• Provided information

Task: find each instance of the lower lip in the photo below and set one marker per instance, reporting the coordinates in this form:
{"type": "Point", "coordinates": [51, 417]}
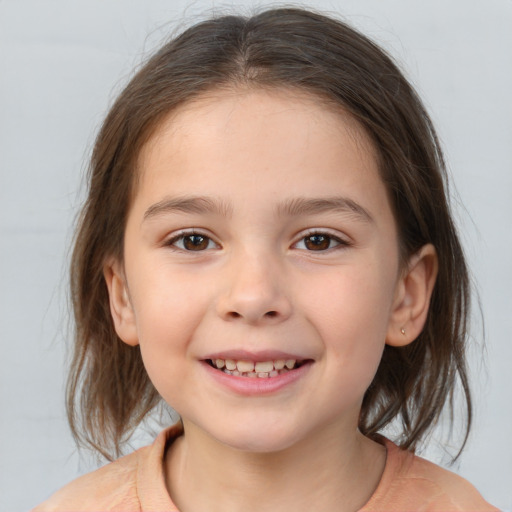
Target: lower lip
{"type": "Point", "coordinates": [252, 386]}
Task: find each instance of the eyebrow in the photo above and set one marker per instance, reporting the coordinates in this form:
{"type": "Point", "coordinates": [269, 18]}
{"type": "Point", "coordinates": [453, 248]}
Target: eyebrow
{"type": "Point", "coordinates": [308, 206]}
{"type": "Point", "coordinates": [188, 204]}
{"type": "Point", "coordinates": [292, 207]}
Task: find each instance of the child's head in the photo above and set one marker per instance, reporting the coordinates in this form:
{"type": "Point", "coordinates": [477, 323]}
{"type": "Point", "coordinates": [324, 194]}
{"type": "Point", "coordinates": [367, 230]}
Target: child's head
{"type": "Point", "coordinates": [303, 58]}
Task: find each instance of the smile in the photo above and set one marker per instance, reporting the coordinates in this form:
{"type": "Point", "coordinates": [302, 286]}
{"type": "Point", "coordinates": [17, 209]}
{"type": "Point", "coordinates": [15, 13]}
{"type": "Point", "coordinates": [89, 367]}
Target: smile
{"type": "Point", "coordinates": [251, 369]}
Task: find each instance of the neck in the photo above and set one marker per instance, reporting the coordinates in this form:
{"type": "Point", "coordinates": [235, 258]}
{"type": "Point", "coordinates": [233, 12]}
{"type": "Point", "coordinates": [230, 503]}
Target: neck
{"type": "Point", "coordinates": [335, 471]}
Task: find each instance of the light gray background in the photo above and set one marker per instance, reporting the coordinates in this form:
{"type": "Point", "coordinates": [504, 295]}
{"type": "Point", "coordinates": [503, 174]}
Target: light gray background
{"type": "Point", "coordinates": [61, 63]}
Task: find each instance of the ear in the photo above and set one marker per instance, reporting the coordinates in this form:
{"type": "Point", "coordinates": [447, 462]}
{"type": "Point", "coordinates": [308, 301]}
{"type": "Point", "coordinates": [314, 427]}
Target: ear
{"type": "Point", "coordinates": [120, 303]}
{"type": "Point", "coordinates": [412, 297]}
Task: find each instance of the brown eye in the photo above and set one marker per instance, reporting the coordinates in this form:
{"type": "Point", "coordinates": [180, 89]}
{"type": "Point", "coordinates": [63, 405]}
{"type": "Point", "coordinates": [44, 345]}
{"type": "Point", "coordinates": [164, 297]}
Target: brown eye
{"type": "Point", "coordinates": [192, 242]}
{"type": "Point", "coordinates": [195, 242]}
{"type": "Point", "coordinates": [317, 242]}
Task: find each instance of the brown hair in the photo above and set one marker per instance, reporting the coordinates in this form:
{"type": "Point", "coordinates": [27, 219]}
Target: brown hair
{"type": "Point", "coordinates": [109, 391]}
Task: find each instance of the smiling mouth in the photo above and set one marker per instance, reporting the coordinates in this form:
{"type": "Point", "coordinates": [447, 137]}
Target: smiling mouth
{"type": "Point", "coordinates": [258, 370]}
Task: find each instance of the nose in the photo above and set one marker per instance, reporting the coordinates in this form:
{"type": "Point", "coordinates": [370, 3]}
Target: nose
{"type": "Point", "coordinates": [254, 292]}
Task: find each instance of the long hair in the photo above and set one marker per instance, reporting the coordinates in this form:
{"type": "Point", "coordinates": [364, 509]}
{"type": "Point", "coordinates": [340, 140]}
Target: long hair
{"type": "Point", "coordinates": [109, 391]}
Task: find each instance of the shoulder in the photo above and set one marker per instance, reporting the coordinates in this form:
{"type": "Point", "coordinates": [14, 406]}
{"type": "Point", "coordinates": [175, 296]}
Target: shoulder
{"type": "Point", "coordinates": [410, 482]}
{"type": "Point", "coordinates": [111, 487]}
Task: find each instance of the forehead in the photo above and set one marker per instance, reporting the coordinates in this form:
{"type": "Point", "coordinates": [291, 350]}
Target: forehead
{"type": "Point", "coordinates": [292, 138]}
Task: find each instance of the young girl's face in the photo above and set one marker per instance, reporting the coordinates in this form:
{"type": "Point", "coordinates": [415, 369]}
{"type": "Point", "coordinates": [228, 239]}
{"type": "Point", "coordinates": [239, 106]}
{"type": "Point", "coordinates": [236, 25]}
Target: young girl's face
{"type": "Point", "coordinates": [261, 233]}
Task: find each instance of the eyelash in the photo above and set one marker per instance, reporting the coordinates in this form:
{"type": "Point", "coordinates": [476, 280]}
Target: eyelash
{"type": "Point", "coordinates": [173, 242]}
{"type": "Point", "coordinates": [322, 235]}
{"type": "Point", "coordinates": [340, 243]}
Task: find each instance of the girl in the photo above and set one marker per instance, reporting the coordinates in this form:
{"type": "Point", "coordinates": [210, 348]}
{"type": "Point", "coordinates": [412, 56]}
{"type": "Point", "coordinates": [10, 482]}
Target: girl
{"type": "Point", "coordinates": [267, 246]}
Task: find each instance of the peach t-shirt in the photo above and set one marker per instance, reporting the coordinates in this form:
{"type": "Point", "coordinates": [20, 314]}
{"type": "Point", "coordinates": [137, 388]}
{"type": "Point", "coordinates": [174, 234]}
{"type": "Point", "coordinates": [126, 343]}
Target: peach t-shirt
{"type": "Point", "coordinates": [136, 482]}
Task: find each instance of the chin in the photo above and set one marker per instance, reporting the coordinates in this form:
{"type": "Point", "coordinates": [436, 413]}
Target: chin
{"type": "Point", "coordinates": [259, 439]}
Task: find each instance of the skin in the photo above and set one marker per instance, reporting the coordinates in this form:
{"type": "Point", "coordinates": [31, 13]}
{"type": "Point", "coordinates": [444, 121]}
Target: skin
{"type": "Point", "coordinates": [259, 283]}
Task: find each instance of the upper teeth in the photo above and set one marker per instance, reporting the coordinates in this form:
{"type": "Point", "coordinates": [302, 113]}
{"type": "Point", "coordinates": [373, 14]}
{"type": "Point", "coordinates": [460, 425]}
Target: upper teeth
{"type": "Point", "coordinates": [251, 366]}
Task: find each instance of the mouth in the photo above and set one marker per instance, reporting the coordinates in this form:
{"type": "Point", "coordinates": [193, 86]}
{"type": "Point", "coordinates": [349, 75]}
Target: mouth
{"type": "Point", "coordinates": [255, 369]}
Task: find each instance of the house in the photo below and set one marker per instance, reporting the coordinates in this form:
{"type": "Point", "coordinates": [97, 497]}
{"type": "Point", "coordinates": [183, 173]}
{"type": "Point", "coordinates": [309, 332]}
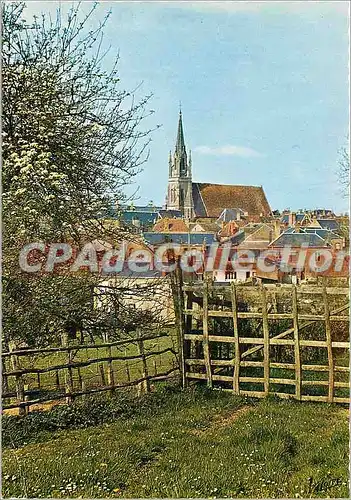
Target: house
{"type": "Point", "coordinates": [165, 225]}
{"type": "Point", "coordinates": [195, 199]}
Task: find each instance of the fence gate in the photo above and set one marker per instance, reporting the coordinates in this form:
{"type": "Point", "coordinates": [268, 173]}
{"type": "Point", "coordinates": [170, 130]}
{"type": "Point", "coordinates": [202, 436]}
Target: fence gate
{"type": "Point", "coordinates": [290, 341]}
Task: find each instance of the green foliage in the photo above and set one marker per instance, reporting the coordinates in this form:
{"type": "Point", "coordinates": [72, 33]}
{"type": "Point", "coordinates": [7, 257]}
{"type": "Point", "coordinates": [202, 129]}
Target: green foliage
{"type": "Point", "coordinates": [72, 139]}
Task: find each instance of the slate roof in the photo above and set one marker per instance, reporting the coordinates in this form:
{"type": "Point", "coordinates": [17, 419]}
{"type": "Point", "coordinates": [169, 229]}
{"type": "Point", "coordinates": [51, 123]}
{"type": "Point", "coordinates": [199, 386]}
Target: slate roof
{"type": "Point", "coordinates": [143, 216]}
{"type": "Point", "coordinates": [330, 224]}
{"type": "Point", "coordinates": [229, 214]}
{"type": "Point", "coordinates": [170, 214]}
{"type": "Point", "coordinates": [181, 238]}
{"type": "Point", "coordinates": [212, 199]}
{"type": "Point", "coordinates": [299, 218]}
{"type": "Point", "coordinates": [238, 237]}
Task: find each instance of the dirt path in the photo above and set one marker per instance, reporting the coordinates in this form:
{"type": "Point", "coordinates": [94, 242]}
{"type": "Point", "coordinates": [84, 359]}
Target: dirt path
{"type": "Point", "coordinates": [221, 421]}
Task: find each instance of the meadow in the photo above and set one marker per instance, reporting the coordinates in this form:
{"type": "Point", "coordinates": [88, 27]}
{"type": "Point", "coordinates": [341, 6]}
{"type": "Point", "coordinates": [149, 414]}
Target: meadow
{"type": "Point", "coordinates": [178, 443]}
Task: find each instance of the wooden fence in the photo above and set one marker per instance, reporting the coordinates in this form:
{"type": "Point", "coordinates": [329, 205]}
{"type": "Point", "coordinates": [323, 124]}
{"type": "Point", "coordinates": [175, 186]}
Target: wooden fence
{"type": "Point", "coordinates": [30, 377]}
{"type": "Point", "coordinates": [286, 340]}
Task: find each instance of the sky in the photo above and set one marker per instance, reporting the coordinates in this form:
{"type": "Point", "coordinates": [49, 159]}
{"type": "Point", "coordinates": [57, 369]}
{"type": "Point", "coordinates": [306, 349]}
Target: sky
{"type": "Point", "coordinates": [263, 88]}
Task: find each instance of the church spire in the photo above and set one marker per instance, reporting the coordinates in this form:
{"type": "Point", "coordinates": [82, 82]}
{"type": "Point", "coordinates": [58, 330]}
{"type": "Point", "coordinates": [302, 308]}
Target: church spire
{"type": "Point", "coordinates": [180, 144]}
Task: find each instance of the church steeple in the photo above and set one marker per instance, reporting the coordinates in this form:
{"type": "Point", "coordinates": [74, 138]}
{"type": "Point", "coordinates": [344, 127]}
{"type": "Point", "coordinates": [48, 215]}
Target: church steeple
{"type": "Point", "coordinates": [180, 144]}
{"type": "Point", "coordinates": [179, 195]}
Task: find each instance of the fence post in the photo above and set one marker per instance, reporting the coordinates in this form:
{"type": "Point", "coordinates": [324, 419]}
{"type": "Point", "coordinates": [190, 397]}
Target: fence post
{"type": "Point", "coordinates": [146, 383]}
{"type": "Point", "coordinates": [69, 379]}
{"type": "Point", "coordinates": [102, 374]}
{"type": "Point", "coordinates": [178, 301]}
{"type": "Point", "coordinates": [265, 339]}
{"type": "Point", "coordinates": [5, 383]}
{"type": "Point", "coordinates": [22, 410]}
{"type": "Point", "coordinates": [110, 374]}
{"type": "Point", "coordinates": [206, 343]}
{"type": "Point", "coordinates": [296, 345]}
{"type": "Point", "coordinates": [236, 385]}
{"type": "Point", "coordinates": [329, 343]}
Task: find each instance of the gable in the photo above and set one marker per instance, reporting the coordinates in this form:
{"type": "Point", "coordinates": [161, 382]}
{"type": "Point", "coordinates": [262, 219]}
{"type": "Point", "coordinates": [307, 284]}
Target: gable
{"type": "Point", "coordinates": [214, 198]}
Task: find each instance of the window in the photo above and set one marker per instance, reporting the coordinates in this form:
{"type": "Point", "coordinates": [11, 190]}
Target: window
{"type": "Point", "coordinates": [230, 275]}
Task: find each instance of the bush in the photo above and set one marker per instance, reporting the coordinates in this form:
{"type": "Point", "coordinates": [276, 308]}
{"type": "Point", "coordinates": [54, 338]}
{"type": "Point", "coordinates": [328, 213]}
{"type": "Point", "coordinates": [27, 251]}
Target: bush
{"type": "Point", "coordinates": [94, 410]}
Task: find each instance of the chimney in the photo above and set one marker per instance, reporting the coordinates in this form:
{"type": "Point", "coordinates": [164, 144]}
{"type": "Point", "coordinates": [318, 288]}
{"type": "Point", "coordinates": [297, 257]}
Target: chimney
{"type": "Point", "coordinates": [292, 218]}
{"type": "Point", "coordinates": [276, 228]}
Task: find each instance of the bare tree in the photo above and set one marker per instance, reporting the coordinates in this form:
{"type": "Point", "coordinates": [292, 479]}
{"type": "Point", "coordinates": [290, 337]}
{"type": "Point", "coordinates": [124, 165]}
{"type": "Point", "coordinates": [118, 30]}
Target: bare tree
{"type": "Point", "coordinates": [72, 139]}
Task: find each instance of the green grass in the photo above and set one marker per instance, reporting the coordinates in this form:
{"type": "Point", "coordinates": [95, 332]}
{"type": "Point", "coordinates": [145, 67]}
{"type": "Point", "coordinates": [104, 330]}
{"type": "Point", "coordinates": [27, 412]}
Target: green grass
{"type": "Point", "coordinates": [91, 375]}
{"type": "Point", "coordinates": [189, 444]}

• Activity
Every line above that holds the word "below" needs to be copied.

• Result for this task
Task: find each instance of the lower lip in the photo below and set one marker per instance, reporting the coordinates in this form:
Task: find each instance of the house in the photo below and set one marker per instance, reporting the coordinates in this form:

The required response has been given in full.